Scan the data, and whenever a line contains "mask", copy it.

═══

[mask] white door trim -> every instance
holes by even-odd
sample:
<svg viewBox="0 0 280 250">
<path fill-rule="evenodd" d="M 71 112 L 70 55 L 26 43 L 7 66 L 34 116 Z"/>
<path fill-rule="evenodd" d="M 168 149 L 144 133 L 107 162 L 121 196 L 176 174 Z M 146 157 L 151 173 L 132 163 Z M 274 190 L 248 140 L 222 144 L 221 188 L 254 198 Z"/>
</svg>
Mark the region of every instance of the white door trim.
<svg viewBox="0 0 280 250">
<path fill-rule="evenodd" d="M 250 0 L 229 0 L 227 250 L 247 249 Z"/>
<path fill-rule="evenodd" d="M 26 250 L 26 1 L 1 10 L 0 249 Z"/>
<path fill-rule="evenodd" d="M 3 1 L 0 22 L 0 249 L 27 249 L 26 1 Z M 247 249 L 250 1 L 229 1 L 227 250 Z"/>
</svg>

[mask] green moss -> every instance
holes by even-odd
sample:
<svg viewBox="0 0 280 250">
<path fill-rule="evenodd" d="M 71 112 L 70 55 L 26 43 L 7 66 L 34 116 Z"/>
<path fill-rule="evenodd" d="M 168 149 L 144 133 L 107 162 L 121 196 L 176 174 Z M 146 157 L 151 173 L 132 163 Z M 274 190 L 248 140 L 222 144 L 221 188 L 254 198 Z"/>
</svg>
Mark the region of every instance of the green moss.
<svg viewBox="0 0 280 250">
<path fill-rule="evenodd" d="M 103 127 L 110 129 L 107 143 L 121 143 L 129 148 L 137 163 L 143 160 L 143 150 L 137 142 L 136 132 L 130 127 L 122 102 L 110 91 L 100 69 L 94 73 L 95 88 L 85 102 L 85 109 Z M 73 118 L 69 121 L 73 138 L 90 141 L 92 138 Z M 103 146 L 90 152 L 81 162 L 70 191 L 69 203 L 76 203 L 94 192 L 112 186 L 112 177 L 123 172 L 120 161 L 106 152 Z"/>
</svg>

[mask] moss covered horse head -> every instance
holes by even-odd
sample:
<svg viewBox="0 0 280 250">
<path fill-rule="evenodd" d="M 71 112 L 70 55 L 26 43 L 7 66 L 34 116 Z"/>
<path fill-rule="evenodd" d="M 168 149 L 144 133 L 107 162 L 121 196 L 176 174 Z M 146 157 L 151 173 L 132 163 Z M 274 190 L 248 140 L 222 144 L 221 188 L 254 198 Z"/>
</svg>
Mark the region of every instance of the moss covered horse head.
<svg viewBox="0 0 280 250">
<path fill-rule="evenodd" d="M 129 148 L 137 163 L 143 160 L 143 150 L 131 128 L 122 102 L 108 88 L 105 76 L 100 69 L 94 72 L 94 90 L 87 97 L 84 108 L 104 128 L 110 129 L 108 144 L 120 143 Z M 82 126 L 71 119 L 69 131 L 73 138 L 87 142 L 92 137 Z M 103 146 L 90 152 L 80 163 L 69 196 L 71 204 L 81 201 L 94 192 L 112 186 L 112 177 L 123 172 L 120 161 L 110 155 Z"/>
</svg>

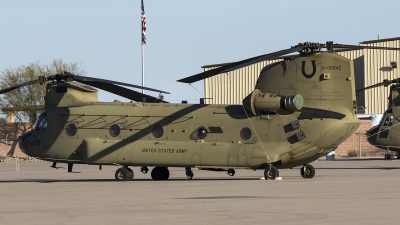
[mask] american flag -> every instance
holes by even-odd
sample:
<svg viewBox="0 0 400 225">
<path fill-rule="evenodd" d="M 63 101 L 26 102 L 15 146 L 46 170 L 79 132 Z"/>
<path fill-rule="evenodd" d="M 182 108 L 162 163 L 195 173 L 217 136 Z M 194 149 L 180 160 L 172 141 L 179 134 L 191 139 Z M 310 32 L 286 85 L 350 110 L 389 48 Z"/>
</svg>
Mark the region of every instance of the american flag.
<svg viewBox="0 0 400 225">
<path fill-rule="evenodd" d="M 142 45 L 146 44 L 146 15 L 144 14 L 144 4 L 142 0 Z"/>
</svg>

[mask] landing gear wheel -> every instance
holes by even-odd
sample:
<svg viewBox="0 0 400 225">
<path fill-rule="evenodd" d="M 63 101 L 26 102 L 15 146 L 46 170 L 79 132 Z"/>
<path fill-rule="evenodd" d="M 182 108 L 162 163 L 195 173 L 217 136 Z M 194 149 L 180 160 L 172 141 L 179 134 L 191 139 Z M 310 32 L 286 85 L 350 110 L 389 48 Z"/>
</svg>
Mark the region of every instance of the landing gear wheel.
<svg viewBox="0 0 400 225">
<path fill-rule="evenodd" d="M 164 179 L 163 180 L 168 180 L 169 178 L 169 170 L 167 167 L 161 167 L 164 170 Z"/>
<path fill-rule="evenodd" d="M 231 177 L 235 176 L 235 170 L 234 170 L 234 169 L 229 169 L 229 170 L 228 170 L 228 174 L 229 174 L 229 176 L 231 176 Z"/>
<path fill-rule="evenodd" d="M 393 160 L 394 159 L 394 155 L 393 154 L 385 154 L 385 159 L 387 160 Z"/>
<path fill-rule="evenodd" d="M 117 181 L 130 181 L 133 180 L 133 172 L 129 168 L 121 167 L 115 171 L 115 180 Z"/>
<path fill-rule="evenodd" d="M 315 168 L 311 164 L 306 164 L 300 169 L 303 178 L 313 178 L 315 176 Z"/>
<path fill-rule="evenodd" d="M 268 166 L 264 170 L 264 178 L 266 180 L 275 180 L 275 178 L 279 177 L 279 170 L 275 166 Z"/>
<path fill-rule="evenodd" d="M 154 167 L 151 171 L 151 178 L 153 180 L 168 180 L 169 170 L 167 167 Z"/>
<path fill-rule="evenodd" d="M 124 167 L 124 168 L 126 168 L 128 171 L 129 171 L 129 180 L 133 180 L 133 177 L 134 177 L 134 173 L 133 173 L 133 170 L 131 169 L 131 168 L 129 168 L 129 167 Z"/>
<path fill-rule="evenodd" d="M 191 180 L 193 178 L 193 172 L 192 172 L 192 168 L 190 167 L 186 167 L 186 176 L 189 180 Z"/>
</svg>

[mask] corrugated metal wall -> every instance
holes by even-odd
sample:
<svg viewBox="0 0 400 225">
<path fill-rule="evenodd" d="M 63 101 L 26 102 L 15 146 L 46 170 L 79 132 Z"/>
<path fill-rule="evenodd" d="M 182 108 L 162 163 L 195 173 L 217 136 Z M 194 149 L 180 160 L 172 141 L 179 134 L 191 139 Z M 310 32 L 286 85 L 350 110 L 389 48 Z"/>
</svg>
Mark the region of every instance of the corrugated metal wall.
<svg viewBox="0 0 400 225">
<path fill-rule="evenodd" d="M 367 46 L 400 47 L 400 38 L 361 42 Z M 383 79 L 399 77 L 398 69 L 392 69 L 390 63 L 400 66 L 400 51 L 389 50 L 353 50 L 338 54 L 354 61 L 356 89 L 370 86 Z M 244 97 L 254 90 L 254 85 L 265 66 L 279 60 L 268 60 L 256 63 L 225 74 L 205 79 L 204 91 L 207 104 L 241 104 Z M 216 66 L 204 66 L 205 71 Z M 357 105 L 360 113 L 383 113 L 387 109 L 389 88 L 379 87 L 357 94 Z M 364 111 L 365 109 L 365 111 Z"/>
<path fill-rule="evenodd" d="M 364 50 L 344 51 L 338 52 L 339 55 L 353 60 L 354 63 L 354 76 L 356 90 L 364 86 Z M 365 109 L 365 93 L 357 93 L 357 111 L 359 113 L 366 113 Z"/>
<path fill-rule="evenodd" d="M 261 70 L 282 59 L 268 60 L 219 74 L 204 80 L 204 93 L 207 104 L 242 104 L 242 100 L 254 90 Z M 217 67 L 204 66 L 204 71 Z"/>
<path fill-rule="evenodd" d="M 367 46 L 395 47 L 400 46 L 400 40 L 366 43 Z M 398 78 L 399 68 L 392 69 L 390 63 L 399 63 L 399 51 L 364 49 L 365 86 L 374 85 L 384 79 Z M 382 113 L 388 106 L 389 87 L 377 87 L 365 91 L 365 107 L 367 113 Z"/>
</svg>

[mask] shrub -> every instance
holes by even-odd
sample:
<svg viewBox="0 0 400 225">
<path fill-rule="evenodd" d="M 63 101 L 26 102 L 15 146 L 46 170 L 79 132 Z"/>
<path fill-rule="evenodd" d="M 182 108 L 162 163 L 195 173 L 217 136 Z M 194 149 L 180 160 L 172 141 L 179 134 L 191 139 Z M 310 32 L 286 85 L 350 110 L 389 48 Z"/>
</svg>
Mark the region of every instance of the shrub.
<svg viewBox="0 0 400 225">
<path fill-rule="evenodd" d="M 358 156 L 358 152 L 356 150 L 350 150 L 347 152 L 347 156 L 348 157 L 357 157 Z"/>
</svg>

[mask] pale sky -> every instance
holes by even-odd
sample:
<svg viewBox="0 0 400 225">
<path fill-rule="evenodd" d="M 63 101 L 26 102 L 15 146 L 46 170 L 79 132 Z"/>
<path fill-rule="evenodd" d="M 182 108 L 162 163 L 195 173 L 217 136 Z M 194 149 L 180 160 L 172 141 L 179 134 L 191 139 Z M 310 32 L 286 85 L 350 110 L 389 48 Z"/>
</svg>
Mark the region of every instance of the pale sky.
<svg viewBox="0 0 400 225">
<path fill-rule="evenodd" d="M 176 80 L 299 42 L 399 37 L 396 0 L 144 0 L 145 86 L 198 103 L 203 81 Z M 0 0 L 0 70 L 52 59 L 86 76 L 141 85 L 140 0 Z M 138 90 L 140 91 L 140 90 Z M 158 95 L 146 91 L 146 94 Z M 100 91 L 99 101 L 122 97 Z"/>
</svg>

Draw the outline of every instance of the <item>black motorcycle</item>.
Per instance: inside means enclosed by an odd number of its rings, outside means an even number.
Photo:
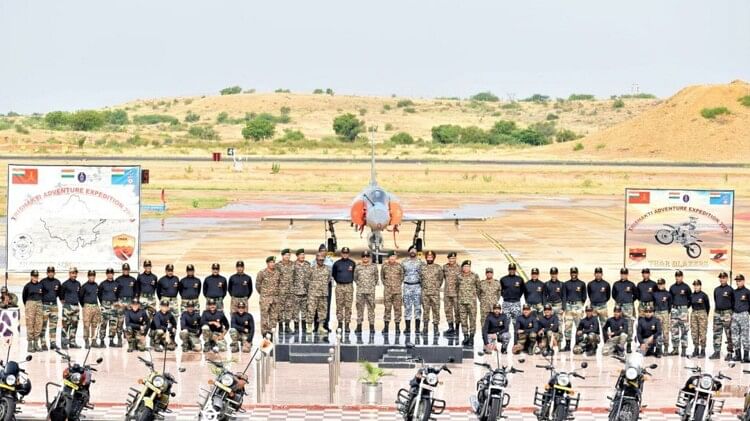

═══

### Exercise response
[mask] white door trim -> every instance
[mask] green moss -> every instance
[mask] moss covered horse head -> every instance
[mask] american flag -> every instance
[mask] landing gear wheel -> every instance
[mask] corrugated metal wall -> every instance
[mask] shrub -> every instance
[mask] pale sky -> every instance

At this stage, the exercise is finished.